*** PAGE TEXT

Pivotal has suffered hard times recently -- and is the subject of a potential takeover offer -- but "we sold enough at bubble prices that it was a great investment for us," Mr. Louis says.

Not every investment has been a winner, though. "I wish I could sell all my investments at the peak. But if you could do that, the game wouldn't be fun, would it?"

Mr. Louis says the venture capital business in Canada looks promising, as long as the education and research pipeline generates a flow of ideas. While some banks have retreated from private equity, a core of large pension funds remains committed. Venture capital, he says, "generates premium returns if you can stand the long-term nature of it, the illiquid nature of it, which pension funds can do well."

Over the past three decades, Ventures West has raised about $500-million from institutional investors, with its last fund, which closed in 2000, coming in at about $235-million.

But he does not see venture capital as the single panacea to Canada's ills and its ticket to becoming a high-tech power. "You have to have an increase in all parts of the technology ecosystem. You need more capital but you also need more technology, trained people, entrepreneurs, startup companies."

He sees it as a delicate balance: If there is too much venture capital, it gets invested in the wrong things, generates "crummy returns," and hurts the future flow of funds. When too many entrepreneurs chase not enough money, good ideas don't get funded and they go elsewhere.

But he warns that startup owners cannot be relied on to provide an objective viewpoint. "No sane entrepreneur is ever going to say there is too much venture capital."

******
*** LISTED RECORDS

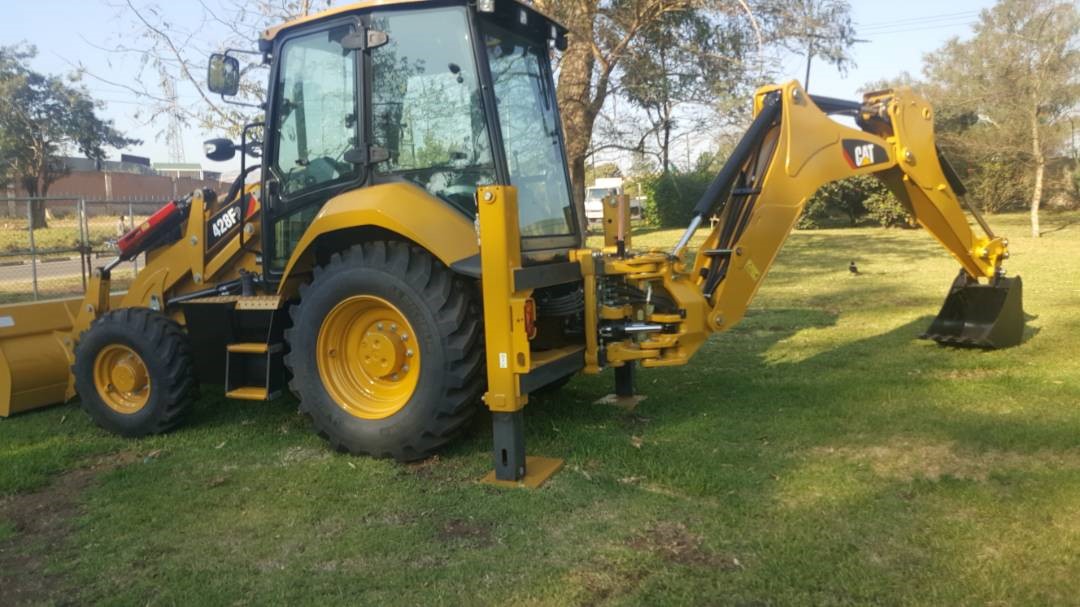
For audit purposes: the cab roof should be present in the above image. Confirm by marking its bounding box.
[262,0,566,42]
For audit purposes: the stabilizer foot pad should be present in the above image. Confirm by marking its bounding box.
[480,456,565,489]
[593,394,648,412]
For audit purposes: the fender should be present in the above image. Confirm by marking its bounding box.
[278,183,480,295]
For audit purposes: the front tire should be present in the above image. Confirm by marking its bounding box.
[285,241,484,461]
[71,308,198,437]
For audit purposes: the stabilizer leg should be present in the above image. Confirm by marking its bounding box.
[481,410,563,489]
[594,361,645,410]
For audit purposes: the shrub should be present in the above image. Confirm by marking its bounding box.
[642,171,713,228]
[798,175,908,229]
[863,186,912,228]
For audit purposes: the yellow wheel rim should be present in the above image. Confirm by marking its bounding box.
[315,295,420,419]
[94,343,150,415]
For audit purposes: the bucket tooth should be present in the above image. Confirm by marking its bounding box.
[921,272,1024,349]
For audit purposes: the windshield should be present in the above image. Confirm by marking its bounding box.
[483,23,573,237]
[372,6,495,214]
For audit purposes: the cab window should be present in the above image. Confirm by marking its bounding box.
[372,6,495,213]
[271,25,359,268]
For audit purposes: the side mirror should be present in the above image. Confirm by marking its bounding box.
[206,53,240,97]
[203,138,237,162]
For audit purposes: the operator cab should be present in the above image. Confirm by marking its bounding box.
[203,0,581,283]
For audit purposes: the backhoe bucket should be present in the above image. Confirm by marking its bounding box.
[922,272,1024,349]
[0,297,82,417]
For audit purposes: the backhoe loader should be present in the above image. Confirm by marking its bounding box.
[0,0,1024,486]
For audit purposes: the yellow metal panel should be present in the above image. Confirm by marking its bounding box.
[693,81,895,331]
[225,342,270,354]
[225,386,268,401]
[0,297,82,417]
[480,456,565,489]
[262,0,555,40]
[868,87,1005,278]
[279,184,480,294]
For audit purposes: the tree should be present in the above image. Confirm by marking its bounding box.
[926,0,1080,238]
[0,46,138,228]
[536,0,849,214]
[779,0,855,91]
[608,9,754,173]
[83,0,333,136]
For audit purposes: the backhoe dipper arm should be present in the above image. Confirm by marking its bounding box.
[673,81,1008,331]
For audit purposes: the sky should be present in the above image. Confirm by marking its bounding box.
[0,0,994,171]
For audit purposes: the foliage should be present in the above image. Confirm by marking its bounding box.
[863,186,913,228]
[537,0,850,201]
[926,0,1080,235]
[642,170,714,228]
[0,46,138,227]
[798,175,908,229]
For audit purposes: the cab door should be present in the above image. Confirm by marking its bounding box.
[262,17,366,283]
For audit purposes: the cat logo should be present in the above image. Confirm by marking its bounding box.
[843,139,889,168]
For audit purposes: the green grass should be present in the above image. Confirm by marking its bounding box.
[0,213,1080,605]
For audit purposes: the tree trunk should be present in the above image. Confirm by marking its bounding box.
[557,2,596,237]
[30,200,49,230]
[1031,111,1047,238]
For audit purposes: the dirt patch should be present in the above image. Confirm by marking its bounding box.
[438,518,491,545]
[627,523,742,570]
[0,453,139,606]
[281,445,330,467]
[931,368,1005,380]
[570,562,649,606]
[814,440,1080,482]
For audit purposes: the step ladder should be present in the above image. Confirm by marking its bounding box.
[225,341,285,401]
[184,295,288,401]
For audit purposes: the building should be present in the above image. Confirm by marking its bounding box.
[0,154,229,201]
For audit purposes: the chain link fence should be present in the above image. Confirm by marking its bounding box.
[0,198,167,304]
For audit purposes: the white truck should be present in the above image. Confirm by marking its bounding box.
[585,177,642,224]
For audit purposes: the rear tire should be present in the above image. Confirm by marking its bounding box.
[285,241,484,461]
[71,308,198,437]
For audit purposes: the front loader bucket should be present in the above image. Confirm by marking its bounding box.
[922,272,1024,349]
[0,297,82,417]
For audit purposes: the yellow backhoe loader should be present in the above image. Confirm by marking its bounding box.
[0,0,1024,485]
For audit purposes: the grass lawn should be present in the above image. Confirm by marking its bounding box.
[0,213,1080,605]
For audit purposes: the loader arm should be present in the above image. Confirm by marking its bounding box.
[674,82,1008,331]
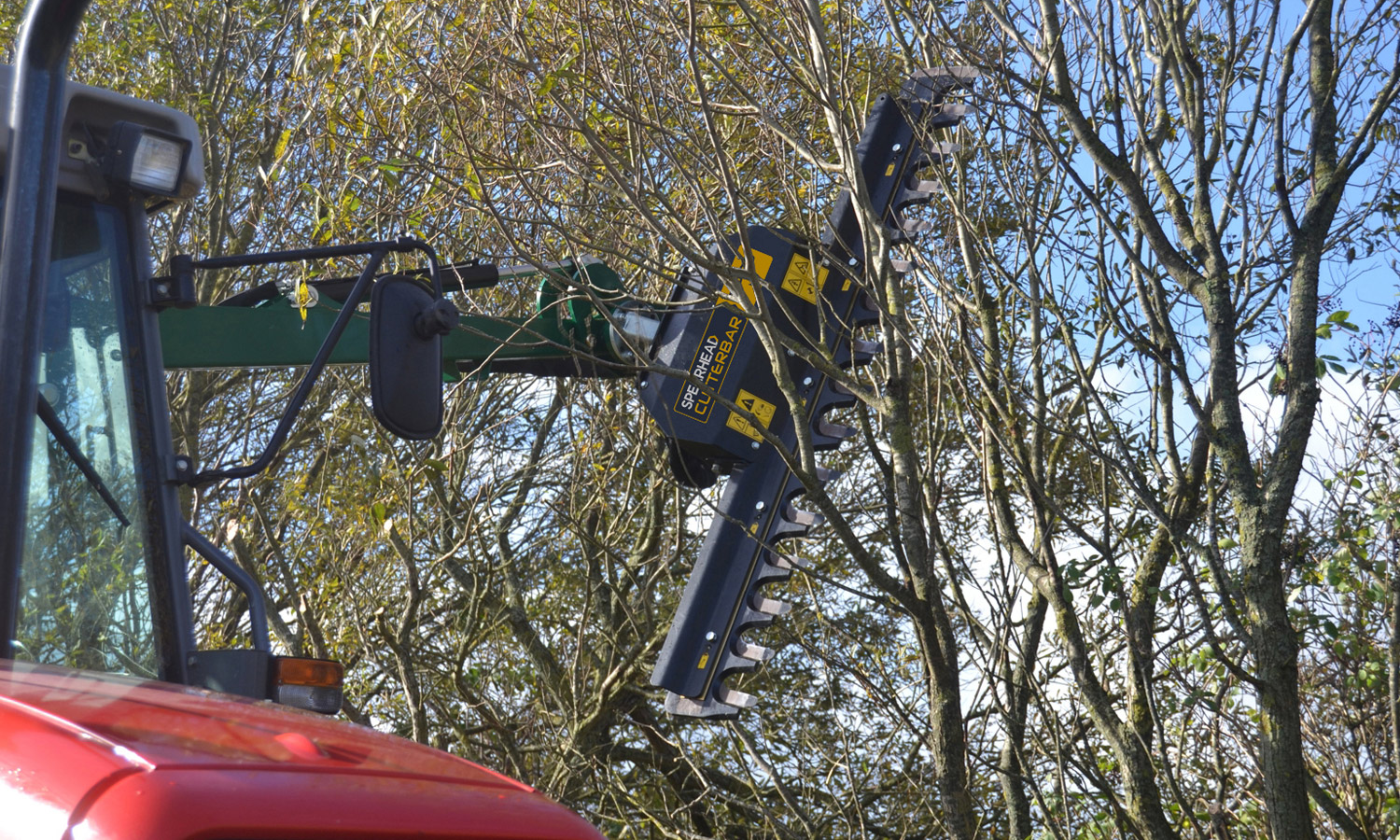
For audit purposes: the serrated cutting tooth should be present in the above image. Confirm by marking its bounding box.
[895,178,944,209]
[769,553,812,571]
[753,563,792,587]
[851,339,885,364]
[783,504,826,528]
[899,66,982,103]
[924,103,972,129]
[714,685,759,708]
[812,417,856,450]
[832,339,885,369]
[749,595,792,618]
[899,217,934,237]
[734,638,773,663]
[666,692,739,721]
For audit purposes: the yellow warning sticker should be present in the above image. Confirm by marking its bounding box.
[783,254,832,304]
[724,248,773,307]
[725,388,777,441]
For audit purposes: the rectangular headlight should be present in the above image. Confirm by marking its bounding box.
[104,122,189,196]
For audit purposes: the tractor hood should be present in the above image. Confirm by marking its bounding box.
[0,661,598,840]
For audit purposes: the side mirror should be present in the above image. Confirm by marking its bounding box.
[370,274,458,441]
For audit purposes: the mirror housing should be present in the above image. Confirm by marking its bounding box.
[370,274,458,441]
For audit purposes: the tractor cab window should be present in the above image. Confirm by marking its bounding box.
[14,198,157,678]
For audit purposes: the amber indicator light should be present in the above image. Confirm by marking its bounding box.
[276,657,346,689]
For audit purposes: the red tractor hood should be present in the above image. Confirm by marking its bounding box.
[0,661,598,840]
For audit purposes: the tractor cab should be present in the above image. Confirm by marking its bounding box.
[0,67,203,682]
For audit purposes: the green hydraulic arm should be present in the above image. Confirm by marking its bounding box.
[160,258,630,378]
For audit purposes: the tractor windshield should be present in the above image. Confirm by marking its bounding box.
[14,198,157,678]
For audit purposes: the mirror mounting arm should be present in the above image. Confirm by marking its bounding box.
[176,237,437,486]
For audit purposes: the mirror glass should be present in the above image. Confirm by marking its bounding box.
[370,276,442,441]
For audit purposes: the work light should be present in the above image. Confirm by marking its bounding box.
[103,122,189,196]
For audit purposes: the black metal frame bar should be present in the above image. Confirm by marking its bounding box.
[0,0,89,658]
[181,523,272,654]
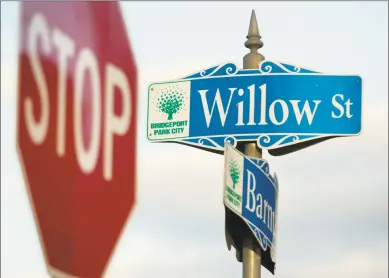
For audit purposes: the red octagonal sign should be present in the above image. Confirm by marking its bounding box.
[17,1,137,278]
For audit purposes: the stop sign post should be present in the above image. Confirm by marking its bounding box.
[17,1,137,278]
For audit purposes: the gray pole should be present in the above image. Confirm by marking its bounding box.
[242,10,265,278]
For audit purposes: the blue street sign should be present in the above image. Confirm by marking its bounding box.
[147,61,362,151]
[223,142,278,263]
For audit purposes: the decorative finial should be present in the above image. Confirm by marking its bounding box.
[243,10,265,69]
[244,10,263,50]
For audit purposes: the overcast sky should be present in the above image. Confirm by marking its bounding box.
[1,1,388,278]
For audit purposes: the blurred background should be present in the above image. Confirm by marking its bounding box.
[1,1,388,278]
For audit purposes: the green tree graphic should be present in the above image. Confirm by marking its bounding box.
[229,160,240,189]
[157,89,184,120]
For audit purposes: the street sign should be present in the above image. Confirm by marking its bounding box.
[223,142,278,273]
[147,60,362,152]
[17,1,137,278]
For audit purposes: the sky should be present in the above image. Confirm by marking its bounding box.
[1,1,388,278]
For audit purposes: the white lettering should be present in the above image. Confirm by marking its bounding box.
[246,170,256,212]
[331,94,344,119]
[53,28,75,157]
[247,84,255,125]
[103,64,131,181]
[198,88,236,127]
[290,100,321,125]
[24,14,51,145]
[269,99,289,125]
[258,84,267,125]
[73,48,101,173]
[236,89,245,126]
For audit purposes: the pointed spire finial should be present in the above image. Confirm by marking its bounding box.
[243,10,265,69]
[244,10,263,50]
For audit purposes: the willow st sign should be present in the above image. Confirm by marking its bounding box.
[147,60,362,152]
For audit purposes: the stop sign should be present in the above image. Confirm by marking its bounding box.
[17,1,137,278]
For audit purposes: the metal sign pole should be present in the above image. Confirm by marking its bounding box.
[242,10,265,278]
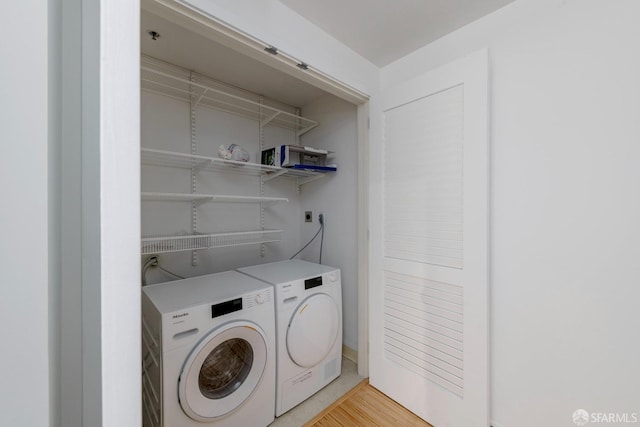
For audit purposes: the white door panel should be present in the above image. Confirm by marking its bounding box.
[370,51,489,427]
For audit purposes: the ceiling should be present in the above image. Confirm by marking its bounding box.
[140,9,325,107]
[280,0,514,67]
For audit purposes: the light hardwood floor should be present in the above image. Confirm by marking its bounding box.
[304,380,432,427]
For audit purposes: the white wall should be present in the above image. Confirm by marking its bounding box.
[382,0,640,427]
[178,0,378,95]
[300,95,358,350]
[0,1,52,427]
[141,88,302,284]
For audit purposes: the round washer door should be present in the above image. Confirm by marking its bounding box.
[287,294,340,368]
[178,321,267,422]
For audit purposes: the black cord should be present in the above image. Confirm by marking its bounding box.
[318,221,324,264]
[289,224,324,260]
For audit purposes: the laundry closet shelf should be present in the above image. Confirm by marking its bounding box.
[141,56,318,136]
[141,229,282,255]
[140,192,289,204]
[140,148,324,183]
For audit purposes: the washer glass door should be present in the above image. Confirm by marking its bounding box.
[287,294,340,368]
[178,321,267,422]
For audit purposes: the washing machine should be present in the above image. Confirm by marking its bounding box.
[142,271,276,427]
[238,260,342,416]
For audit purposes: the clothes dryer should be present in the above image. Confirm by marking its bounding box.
[142,271,275,427]
[238,260,342,416]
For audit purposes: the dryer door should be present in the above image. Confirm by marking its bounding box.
[178,321,267,422]
[287,294,341,368]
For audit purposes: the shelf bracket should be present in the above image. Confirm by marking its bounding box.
[189,72,199,267]
[193,89,209,108]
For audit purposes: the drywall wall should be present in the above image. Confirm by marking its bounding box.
[300,95,358,350]
[381,0,640,427]
[0,1,51,427]
[179,0,378,95]
[141,88,302,284]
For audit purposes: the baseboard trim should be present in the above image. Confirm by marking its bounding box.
[342,344,358,364]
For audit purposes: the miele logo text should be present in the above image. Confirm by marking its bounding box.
[173,313,189,319]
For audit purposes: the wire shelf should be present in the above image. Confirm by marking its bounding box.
[141,57,318,136]
[142,230,282,255]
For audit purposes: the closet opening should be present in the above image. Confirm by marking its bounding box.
[140,1,369,384]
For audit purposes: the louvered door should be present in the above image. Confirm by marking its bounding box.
[370,51,489,427]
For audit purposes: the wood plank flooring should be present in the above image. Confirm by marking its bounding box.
[304,380,432,427]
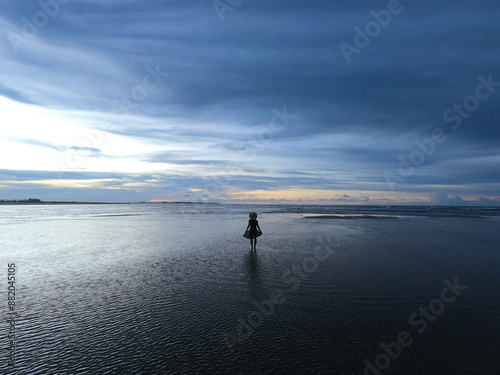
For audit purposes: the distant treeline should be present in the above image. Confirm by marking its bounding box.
[0,198,111,205]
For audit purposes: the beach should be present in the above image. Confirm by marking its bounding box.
[0,204,500,375]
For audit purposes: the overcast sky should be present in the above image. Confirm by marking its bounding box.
[0,0,500,205]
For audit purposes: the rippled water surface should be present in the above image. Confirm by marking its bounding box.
[0,204,500,375]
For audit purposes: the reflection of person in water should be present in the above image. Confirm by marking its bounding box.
[244,212,262,251]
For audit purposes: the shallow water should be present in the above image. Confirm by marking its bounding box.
[0,204,500,375]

******

# TASKS TO PERFORM
1. Output the passage of the venture capital article starting at "Mr. Louis says the" and ending at "at about $235-million.".
2. According to the venture capital article, how much did the last Ventures West fund, which closed in 2000, raise?
Rely only on the venture capital article for your answers.

# REPLIES
1.
Mr. Louis says the venture capital business in Canada looks promising, as long as the education and research pipeline generates a flow of ideas. While some banks have retreated from private equity, a core of large pension funds remains committed. Venture capital, he says, "generates premium returns if you can stand the long-term nature of it, the illiquid nature of it, which pension funds can do well."

Over the past three decades, Ventures West has raised about $500-million from institutional investors, with its last fund, which closed in 2000, coming in at about $235-million.

2. About $235-million.